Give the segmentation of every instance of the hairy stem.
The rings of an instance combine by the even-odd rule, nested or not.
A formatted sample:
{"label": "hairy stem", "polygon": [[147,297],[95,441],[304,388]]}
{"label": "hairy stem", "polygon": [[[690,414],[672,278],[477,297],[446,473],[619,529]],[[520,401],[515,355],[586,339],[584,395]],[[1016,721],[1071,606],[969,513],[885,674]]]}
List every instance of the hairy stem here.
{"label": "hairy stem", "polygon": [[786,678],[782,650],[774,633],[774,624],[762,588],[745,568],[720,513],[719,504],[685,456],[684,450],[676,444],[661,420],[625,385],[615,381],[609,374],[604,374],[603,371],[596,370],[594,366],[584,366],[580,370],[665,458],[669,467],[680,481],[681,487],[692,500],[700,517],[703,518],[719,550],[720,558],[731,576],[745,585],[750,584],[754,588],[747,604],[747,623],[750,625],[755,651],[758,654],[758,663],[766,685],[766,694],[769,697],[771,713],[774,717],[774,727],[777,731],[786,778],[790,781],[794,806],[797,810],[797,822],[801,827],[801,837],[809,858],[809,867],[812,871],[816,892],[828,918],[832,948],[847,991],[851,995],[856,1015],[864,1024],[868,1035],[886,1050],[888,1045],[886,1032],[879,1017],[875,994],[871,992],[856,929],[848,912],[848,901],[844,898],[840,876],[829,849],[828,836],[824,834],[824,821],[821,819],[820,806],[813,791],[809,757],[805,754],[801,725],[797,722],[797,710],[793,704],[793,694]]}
.....
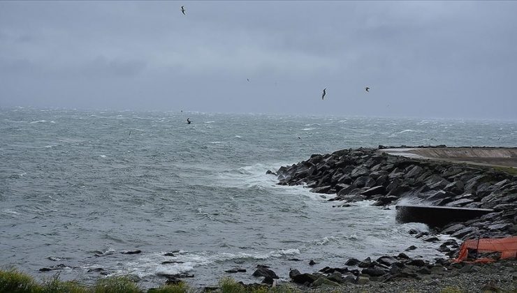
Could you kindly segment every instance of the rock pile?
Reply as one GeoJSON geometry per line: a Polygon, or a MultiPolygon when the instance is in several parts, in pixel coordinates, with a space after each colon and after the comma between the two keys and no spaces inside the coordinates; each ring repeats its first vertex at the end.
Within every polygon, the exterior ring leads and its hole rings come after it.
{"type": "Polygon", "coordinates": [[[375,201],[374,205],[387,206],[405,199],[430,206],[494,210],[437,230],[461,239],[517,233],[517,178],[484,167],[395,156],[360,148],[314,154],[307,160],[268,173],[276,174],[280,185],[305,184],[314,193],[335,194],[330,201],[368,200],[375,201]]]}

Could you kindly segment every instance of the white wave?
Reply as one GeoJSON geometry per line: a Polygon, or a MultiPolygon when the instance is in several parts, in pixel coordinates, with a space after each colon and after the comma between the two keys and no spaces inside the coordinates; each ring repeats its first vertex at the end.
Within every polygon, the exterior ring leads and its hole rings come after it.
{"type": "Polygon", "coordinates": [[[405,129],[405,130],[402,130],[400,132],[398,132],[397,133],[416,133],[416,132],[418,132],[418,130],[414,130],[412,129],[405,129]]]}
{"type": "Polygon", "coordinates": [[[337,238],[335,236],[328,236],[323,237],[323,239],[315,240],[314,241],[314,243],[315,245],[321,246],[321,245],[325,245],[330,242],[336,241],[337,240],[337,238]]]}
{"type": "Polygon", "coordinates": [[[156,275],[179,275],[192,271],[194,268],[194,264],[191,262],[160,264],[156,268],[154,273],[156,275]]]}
.....
* **EXERCISE REQUIREMENTS**: Copy the listing word for word from the line with "Give the segmentation" up to and including the line with "List every instance of the hairy stem here.".

* **EXERCISE OUTPUT**:
Give the segmentation of every instance of the hairy stem.
The rings of an instance combine by the even-odd rule, nested or not.
A formatted sample:
{"label": "hairy stem", "polygon": [[147,297],[95,441],[304,388]]}
{"label": "hairy stem", "polygon": [[[690,414],[672,278],[477,297],[446,473],[619,529]],[[520,401],[515,355],[586,339],[584,395]],[[1016,721],[1071,606],[969,513],[885,674]]]}
List every instance of the hairy stem here.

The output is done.